» ТЕКСТ ДЛЯ АНАЛИЗА:
━━━━━━━━

Откуда это пошло? Ещё в 1855 году, когда ему только исполнилось двадцать семь лет, он записал в своём дневнике фразу, которой начинается отсчёт его провокаций против православия, как духовной основы русского государства: «Вчера разговор о божественном и вере навёл меня на великую и громадную мысль, осуществлению которой я чувствую себя способным посвятить жизнь. Мысль эта – основание новой религии, соответствующей развитию человечества, религии Христа, но очищенной от веры и таинственности, религии практической, не обещающей будущее блаженство, но дающей блаженство на земле».

Ни много, ни мало, он уже тогда вообразил себя новым Буддой или Магометом.

Впрочем, раньше ещё, в пятнадцатилетнем возрасте Толстой заменил нательный крестик медальоном с портретом французского вольнодумца Жан-Жака Руссо.

В этом же возрасте Владимир Ульянов, будущий Ленин, и вовсе выбросил крестик с изображением Христа в помойное ведро.

Этот Ульянов-Ленин тоже сделал основой своего вселенского подстрекательства борьбу за земное блаженство, назвав его социализмом, а христову веру заменив верой в светлое коммунистическое будущее.

━━━━━━━━

» ИСХОДНЫЙ СПИСОК:

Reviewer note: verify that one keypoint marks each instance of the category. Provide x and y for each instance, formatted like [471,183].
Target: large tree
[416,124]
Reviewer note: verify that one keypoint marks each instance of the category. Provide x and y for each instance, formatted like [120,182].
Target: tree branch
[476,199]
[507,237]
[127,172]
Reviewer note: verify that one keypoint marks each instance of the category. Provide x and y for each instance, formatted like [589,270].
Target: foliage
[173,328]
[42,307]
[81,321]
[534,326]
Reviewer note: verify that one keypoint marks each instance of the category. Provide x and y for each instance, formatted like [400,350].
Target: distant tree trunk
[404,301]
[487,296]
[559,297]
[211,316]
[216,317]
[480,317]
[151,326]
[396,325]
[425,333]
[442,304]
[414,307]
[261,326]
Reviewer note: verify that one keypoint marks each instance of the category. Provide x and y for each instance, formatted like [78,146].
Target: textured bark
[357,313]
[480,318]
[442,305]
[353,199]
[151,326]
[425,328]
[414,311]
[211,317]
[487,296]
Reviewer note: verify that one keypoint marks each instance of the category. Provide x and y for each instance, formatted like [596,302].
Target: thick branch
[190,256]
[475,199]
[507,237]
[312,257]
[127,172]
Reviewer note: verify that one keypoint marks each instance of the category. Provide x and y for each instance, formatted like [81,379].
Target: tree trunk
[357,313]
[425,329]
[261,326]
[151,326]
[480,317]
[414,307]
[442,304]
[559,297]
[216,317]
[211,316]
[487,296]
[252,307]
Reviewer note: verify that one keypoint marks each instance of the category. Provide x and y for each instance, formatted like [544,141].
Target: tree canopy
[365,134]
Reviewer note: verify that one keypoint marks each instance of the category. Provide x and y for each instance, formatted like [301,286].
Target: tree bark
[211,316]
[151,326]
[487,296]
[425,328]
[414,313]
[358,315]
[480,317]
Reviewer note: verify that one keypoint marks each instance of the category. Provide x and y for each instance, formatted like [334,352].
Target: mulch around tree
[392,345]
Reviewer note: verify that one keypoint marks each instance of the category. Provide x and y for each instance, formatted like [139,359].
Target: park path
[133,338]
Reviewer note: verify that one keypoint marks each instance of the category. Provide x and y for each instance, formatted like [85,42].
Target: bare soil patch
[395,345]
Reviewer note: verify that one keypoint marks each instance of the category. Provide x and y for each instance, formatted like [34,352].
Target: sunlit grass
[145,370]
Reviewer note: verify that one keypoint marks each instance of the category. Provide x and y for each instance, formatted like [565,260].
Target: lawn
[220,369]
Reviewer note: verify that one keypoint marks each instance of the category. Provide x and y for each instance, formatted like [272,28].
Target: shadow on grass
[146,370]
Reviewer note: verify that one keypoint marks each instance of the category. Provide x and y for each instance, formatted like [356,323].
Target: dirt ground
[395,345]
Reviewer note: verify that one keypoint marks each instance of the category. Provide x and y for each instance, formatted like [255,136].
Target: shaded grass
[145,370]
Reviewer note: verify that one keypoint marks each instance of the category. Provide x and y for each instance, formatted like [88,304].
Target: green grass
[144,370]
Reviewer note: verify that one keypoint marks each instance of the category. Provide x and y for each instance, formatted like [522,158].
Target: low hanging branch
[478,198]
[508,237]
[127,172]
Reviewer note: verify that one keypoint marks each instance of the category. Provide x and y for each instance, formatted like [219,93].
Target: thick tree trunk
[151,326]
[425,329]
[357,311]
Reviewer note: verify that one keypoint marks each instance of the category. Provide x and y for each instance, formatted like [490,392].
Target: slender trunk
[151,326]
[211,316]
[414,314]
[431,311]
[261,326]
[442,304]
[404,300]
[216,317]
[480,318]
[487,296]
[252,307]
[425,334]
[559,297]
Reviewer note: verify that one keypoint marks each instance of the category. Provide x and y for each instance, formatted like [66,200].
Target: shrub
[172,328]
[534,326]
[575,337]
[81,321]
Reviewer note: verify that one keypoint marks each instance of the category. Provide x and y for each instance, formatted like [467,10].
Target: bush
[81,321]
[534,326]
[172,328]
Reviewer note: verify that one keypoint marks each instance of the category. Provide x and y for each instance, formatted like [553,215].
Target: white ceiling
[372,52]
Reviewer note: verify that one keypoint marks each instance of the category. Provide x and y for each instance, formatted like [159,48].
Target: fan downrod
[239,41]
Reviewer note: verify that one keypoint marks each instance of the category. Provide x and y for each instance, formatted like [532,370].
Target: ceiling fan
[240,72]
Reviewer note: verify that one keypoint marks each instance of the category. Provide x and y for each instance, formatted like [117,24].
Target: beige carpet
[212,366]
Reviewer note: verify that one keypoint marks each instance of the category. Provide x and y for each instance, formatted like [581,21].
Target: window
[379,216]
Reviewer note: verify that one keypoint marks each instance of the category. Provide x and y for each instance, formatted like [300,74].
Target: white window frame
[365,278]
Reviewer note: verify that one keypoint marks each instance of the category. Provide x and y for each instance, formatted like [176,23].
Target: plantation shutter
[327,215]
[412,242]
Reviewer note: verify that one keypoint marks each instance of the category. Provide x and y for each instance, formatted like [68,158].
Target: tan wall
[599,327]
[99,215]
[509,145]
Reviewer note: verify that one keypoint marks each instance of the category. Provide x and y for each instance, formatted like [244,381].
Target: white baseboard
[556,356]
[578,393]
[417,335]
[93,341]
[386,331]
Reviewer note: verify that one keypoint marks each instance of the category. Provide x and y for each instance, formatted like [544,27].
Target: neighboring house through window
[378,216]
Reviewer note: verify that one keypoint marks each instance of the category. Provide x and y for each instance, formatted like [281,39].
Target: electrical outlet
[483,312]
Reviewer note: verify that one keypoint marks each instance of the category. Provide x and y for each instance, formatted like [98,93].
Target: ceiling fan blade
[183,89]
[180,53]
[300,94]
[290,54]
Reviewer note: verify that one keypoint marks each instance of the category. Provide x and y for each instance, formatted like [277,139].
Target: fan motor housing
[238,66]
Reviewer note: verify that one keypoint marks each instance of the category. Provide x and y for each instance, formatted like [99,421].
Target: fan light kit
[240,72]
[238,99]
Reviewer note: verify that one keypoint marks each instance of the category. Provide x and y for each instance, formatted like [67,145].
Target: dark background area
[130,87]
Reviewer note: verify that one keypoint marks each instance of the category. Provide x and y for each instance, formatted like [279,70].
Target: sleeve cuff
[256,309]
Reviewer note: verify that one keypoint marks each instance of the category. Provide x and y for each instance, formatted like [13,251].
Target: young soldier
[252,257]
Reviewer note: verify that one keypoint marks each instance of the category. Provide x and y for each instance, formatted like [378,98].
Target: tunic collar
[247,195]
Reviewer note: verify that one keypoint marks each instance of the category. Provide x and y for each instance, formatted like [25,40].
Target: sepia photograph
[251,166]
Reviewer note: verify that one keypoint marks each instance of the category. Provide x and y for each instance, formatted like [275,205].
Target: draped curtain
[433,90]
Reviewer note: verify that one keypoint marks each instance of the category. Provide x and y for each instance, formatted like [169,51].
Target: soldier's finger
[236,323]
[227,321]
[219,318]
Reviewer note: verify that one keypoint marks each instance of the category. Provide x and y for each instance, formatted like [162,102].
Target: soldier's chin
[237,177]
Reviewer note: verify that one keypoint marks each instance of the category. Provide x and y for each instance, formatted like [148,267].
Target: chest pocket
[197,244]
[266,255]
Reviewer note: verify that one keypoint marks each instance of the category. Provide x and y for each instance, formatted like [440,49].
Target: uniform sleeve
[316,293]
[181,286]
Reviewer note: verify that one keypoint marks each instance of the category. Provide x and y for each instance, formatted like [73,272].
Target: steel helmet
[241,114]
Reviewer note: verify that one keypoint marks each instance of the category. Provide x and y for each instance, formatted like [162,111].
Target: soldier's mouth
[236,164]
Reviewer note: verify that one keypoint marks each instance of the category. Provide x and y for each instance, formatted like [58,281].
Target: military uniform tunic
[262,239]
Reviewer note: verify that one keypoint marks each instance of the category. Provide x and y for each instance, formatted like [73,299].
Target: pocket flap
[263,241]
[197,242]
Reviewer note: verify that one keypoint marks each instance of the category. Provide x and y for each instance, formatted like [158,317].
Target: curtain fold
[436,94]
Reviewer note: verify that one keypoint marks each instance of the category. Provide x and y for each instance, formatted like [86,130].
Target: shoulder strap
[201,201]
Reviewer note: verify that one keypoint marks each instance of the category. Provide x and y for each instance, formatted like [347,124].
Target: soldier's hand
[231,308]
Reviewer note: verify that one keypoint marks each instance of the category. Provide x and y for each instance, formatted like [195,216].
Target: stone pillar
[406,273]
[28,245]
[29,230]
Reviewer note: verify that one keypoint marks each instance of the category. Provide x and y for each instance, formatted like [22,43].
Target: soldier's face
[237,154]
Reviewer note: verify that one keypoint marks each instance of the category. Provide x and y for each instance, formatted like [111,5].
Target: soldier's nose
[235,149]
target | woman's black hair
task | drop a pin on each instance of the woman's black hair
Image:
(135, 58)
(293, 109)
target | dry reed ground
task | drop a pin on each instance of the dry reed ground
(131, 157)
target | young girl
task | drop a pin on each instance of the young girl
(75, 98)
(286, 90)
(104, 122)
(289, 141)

━━━━━━━━

» ЧТО СДЕЛАТЬ:
**A)** Что, согласно тексту о Толстом и Ленине, Толстой сделал в пятнадцатилетнем возрасте?
**B)** Продолжите текст о Толстом и Ленине, начав сразу после его последнего предложения.

» ОТВЕТЫ К УПРАЖНЕНИЮ:
**A)** Он заменил нательный крестик медальоном с портретом французского вольнодумца Жан-Жака Руссо.

**B)**
Толстого без особой натяжки можно считать духовником Ленина. Во всяком случае, вождь мирового пролетариата считает, что, «в гроб сходя», Толстой благословил именно их, ленинцев. Этим проникнута вся его юбилейная (к восьмидесятилетию) работа «Лев Толстой, как зеркало русской революции». И в самом деле, новая религия графа Толстого во многих деталях предвосхищает «Моральный кодекс строителя коммунизма». Так что Льва Толстого с полным основанием можно назвать ещё и предтечей самого мирового пролетарского вождя.

Как странно мне было, например, открывать в учении Толстого строки, прямо написанные в духе ленинской публицистики. В статье «О существующем строе» (1896) Толстой заявлял, что «уничтожиться должен строй соревновательный и замениться коммунистическим; уничтожиться должен строй капиталистический и замениться социалистическим; уничтожиться должен строй милитаризма и замениться разоружением и арбитрацией… одним словом уничтожиться должно насилие и замениться свободным и любовным единением людей». Это же подлинный коммунизм, каковым, в теории, во всяком случае, представлялся он поколениям большевиков-ленинцев.

«Толстой, – сказал Ленин, – отразил накипевшую ненависть, созревшее стремление к лучшему, желание избавиться от прошлого, – и незрелость мечтательности, политической невоспитанности, революционной мягкотелости».

В учении Толстого Ленин увидел главное. Его вполне можно приспособить к убийственным целям революции, надо только убрать из него некоторые черты барской мягкотелости и оставить только твердокаменную плебейскую ненависть и решительность. Вероятно, толстовство в таком именно обновлённом виде и участвовало в ленинском преобразовании России, стоившем столько крови и смертей.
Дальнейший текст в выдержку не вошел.